Senin, 29 Desember 2014

Ibu, Ayah, Maafkan Anakmu Ini



Image result for ibu ayah, maafkan anakmu

Assalamu’alaikum wr.wb

Halooo, apa kabaaaaar?? Insya Allah semua pembaca dalam keadaan sehat wal’afiat yaa. Maaf nih saya baru nongol lagi setelah berapa lama ga nongol. Kangen rasanya ini tangan mau nulis lagi, kemarin-kemarin saya sok menyibukkan diri, hehe. Minta doa dari pembaca ya biar saya selalu dalam keadaan sehat terus tetap bisa nulis yang insya Allah bisa berguna dan bermanfaat untuk saya khususnya, pembaca semua pada umumnya.

Bismillah . . .

Saya akan memulai tulisan ini dengan sebuah cerita terlebih dahulu.

            Suatu hari, satu keluarga yang terdiri dari ayah, ibu, dan anak laki-laki, sedang asik jalan-jalan ke sebuah taman bunga yang sangat cantik untuk berlibur. Ketika di taman tersebut, mereka duduk-duduk santai sembari menikmati hidangan yang dibawa dari rumahnya. Saat sedang asik menikmati hidangan tersebut, sang ayah terdiam dan menghentikan kegiatan menyantap hidangan sambil melihat ke atas dengan tatapan bingung.

            Ayah tersebut bertanya kepada sang anak, “Nak, apa itu yang ada di atas sana? Sepertinya cantik sekali bentuknya, namun Ayah tidak jelas untuk melihatnya Nak”. Sang anak lalu menjawab dengan suara pelan, “Yang ada di atas sana itu burung gereja, memang sangat cantik Yah”. Sang Ayah yang mendengar itu sedikit senang karena sudah tahu apa yang ada di atas sana, Ibu pun hanya duduk santai memperhatikan kedua orang yang sangat dicintainya itu ercengkrama.

            Tak lama kemudian, sang Ayah bertanya kembali dengan pertanyaan yang sama, “Nak, hewan apakah itu yang ada di atas sana?” . Sang anak kembali menjawab dengan suara pelannya, “Itu burung gereja Ayahku yang tampan”. Ayah pun kembali tersenyum mendengar jawaban anaknya. Tetapi hal itu belum memuaskan Ayah dan kembali lagi dengan pertanyaan yang sama setelahnya, “Anakku, sungguh cantik nampaknya hewan di atas sana, hewan apakah itu?” . Dengan nada emosi dan sedikit menghardik, sang anak menjawab pertanyaan ayahnya dengan suara keras, “AYAH INI DENGAR TIDAK SIH AKU NGOMONG APA, ITU ADALAH BURUNG GEREJA YANG MEMANG CANTIK!!”. Sang ibu yang mendengar anaknya berbicara seperti itu kemudian diam tak berkata apa-apa. Begitupun sang ayah yang hanya tersenyum tanpa berkata apa-apa.

» Data yang Diberikan
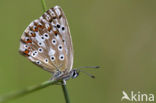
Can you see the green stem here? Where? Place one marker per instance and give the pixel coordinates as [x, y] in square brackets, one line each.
[65, 91]
[27, 90]
[44, 5]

» Petunjuk Tugas
Teruskan cerita tentang ayah dan anak yang melihat burung gereja di taman, mulai dari kalimat sesudah kalimat terakhirnya.

» Jawaban Tugas
            Akhirnya setelah kejadian itu, sang anak menjadi kesal kemudian mengajak kedua orangtuanya untuk segera pulang. Orangtuanya pun mengikuti tawaran anaknya untuk segera pulang. Di perjalanan, keluarga yang awalnya riang gembira ini menjadi diam membisu. Sesampainya di rumah, sang anak langsung menonton acara televisi, sang ibu membereskan barang-barang bawaan tadi, sang ayah pergi ke dalam kamar mengambil sebuah buku yang kemudian diberikan kepada anaknya.

            Wahai anakku, tolong bacakan isi buku tersebut dengan suara yang keras, bahkan teriak lah di kuping ayahmu ini. Karena ayah sudah tidak bisa mendengar dengan jelas, takut ada yang salah. Tolong bacakan sekarang” , pinta sang ayah. Yang terjadi tidaklah seperti yang diminta oleh ayahnya, namun sebaliknya, sang anak tiba-tiba menangis. Menangis terisak-isak. Ternyata yang dibaca oleh sang anak adalah buku diari penulisan sang ayah dan ibu yang ditulis untuk menjelaskan perkembangan sang anak dari bayi.

            Di dalam buku tersebut tertulis, “Anakku, waktu kamu berumur belum satu tahun, kamu selalu membangunkan kami di tengah malam karena tangisanmu. Waktu kamu berumur satu tahun dan mulai belajar berjalan, ayah dan ibu setia mendampingimu sampai akhirnya kamu bisa berjalan. Dan waktu kamu berumur dua tahun, kamu selalu bertanya kepada kami, apa itu, apa itu, dan apa itu tiada henti, dan kami selalu menjawab pertanyaan yang sama berulang-ulang dengan sabar hingga akhirnya kamu benar-benar paham apa itu nak”. Sang anak kemudian makin terisak tangisannya, mengingat kejadian yang terjadi di taman bunga tadi.


Banyak pelajaran dan nilai yang bisa diambil melalui cerita itu. Kita mungkin tidak akan lahir ke dunia tanpa izin Allah, dan tentunya melalui perantara yaitu orangtua kita. Tapi kenapa kita sebagai anak yang sejak lahir, kemudian tumbuh, kemudian dewasa, tidak jarang yang lupa akan jasa orangtua kita? Sungguh sedih rasanya ketika kita berbuat seperti cerita di atas yang sepertinya merasa sudah hebat sehingga berani berbuat seperti itu.

Bayangkan ketika kita selalu bertanya apa ini apa itu kepada orangtua, mungkin dalam satu menit bisa 10 kali kita bertanya, dalam satu jam bisa sampai puluhan kali kita bertanya, bahkan dalam satu hari mungkin bisa sampai ratusan kali kita bertanya hal yang sama kemudian mereka sebal, capek, lalu kita didiamkan, dibuang karena kesalnya mereka, apakah kita akan tahu banyak hal tentang pertanyaan kita tadi?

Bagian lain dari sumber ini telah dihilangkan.